## What is expected
Using the entries below, write out the line with "Target: stalactite", the line with "Locate the wet", and every line in between, exactly as each is written.

(Records from a data source)

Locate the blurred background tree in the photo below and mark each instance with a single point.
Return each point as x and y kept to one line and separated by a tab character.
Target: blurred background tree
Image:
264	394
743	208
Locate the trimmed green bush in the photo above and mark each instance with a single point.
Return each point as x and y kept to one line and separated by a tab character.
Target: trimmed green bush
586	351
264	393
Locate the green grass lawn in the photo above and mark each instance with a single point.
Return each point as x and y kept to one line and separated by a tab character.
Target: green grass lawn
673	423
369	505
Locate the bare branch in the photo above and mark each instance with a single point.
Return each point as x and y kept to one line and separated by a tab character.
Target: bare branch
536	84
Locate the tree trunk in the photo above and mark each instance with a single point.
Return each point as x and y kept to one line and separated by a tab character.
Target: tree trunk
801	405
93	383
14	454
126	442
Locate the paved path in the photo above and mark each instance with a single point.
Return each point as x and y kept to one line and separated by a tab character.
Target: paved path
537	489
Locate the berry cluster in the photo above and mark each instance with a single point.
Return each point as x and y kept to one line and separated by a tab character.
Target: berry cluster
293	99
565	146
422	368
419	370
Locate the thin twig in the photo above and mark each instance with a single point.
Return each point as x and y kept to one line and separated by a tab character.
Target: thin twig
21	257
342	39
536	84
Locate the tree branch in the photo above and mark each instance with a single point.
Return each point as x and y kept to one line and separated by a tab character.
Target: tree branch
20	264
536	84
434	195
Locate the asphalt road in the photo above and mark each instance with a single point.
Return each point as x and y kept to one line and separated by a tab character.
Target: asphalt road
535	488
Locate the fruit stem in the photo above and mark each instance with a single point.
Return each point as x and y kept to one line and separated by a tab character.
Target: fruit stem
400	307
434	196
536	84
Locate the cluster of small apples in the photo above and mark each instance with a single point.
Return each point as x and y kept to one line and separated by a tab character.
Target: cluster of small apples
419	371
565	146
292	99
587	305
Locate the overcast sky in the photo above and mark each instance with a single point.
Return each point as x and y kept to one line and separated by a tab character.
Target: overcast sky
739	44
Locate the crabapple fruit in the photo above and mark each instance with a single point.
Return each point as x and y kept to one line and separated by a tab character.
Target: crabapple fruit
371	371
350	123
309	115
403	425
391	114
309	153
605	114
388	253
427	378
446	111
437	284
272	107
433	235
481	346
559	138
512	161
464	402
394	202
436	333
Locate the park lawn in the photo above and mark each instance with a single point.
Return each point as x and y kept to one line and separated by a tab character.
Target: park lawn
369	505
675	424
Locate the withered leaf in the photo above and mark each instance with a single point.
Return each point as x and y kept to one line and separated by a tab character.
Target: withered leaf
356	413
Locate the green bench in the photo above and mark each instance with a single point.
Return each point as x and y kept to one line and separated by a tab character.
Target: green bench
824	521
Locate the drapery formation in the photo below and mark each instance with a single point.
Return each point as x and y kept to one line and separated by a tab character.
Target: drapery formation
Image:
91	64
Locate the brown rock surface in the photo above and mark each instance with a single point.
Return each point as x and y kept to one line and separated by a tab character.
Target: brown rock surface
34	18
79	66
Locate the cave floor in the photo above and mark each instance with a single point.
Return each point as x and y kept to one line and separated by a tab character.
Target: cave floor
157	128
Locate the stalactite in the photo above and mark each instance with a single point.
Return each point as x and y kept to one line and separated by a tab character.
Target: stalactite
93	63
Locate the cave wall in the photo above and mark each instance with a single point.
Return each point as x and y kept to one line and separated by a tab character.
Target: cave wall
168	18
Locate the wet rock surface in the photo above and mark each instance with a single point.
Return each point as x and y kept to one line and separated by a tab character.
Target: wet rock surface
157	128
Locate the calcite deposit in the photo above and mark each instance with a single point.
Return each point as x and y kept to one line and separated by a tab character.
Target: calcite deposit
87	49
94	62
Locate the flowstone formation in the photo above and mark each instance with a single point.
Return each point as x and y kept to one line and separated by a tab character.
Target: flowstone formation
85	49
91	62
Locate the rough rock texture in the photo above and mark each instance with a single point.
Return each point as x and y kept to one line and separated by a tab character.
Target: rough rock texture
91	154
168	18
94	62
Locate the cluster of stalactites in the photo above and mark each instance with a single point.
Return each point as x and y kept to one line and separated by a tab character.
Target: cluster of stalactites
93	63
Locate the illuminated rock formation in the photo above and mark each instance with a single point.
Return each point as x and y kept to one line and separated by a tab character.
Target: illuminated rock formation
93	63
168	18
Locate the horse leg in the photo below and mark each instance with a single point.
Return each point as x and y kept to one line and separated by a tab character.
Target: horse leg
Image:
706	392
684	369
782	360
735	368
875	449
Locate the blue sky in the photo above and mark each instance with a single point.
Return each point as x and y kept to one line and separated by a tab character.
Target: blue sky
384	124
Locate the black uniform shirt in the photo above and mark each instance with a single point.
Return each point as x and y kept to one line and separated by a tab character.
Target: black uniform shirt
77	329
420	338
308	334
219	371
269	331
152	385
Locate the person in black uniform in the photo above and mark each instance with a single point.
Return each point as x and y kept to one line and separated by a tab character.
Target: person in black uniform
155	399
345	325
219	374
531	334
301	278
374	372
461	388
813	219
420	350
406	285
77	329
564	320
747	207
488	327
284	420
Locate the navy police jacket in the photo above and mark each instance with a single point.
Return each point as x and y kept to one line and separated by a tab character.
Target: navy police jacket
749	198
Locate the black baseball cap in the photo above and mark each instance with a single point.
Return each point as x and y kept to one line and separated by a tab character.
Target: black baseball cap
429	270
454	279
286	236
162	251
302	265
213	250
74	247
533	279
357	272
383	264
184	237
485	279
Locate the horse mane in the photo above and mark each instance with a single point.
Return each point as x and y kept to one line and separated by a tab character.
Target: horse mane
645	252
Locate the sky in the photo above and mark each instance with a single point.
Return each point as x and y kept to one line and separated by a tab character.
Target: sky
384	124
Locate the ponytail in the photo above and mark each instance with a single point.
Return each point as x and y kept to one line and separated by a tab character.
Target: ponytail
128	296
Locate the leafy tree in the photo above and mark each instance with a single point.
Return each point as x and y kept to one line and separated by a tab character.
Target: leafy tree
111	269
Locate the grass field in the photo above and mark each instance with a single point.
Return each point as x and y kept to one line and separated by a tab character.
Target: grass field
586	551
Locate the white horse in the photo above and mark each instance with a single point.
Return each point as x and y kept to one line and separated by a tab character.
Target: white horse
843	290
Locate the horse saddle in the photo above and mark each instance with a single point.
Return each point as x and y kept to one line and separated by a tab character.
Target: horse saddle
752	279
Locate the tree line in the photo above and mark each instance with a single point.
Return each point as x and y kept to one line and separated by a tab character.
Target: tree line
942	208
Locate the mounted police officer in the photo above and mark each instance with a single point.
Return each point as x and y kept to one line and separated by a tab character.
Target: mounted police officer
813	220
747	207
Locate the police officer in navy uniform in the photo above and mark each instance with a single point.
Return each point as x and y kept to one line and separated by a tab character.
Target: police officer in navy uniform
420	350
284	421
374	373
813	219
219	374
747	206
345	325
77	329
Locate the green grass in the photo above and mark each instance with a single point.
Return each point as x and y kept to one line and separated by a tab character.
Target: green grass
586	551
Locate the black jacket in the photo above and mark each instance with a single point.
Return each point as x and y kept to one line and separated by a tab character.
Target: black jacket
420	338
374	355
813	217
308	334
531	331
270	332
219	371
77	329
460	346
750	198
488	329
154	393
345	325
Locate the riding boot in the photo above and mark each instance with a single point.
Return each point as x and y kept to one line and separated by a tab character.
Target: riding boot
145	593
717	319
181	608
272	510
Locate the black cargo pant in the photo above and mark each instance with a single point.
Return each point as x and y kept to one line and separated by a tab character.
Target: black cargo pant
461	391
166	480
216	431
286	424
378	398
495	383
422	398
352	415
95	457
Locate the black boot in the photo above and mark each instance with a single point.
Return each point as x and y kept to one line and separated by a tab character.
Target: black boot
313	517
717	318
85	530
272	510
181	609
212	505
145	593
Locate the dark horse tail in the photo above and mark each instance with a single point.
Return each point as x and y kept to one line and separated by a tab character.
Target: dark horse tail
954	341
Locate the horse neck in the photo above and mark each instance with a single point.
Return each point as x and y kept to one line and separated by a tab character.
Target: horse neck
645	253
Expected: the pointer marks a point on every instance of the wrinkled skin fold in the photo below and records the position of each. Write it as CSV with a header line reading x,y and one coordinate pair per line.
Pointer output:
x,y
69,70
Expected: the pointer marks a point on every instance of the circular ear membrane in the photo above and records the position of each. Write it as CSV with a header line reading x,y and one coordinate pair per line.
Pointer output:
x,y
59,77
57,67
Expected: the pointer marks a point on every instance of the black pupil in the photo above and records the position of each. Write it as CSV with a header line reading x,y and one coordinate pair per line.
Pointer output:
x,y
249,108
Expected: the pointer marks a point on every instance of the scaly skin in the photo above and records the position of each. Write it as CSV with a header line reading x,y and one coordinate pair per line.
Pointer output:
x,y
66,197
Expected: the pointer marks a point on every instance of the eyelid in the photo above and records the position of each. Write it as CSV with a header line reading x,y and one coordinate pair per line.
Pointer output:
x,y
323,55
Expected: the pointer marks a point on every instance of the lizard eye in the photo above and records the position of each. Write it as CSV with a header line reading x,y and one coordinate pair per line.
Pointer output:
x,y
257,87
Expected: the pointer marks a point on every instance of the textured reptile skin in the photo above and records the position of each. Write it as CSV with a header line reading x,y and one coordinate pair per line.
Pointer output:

## Exercise answer
Target: stalactite
93	63
Locate the cave wall in the photo above and mark each instance with a single point.
Return each point as x and y kept to one line and separated by a tab character.
Target: cave wall
168	18
Locate the wet rock surface in the photo above and mark each instance with a single point.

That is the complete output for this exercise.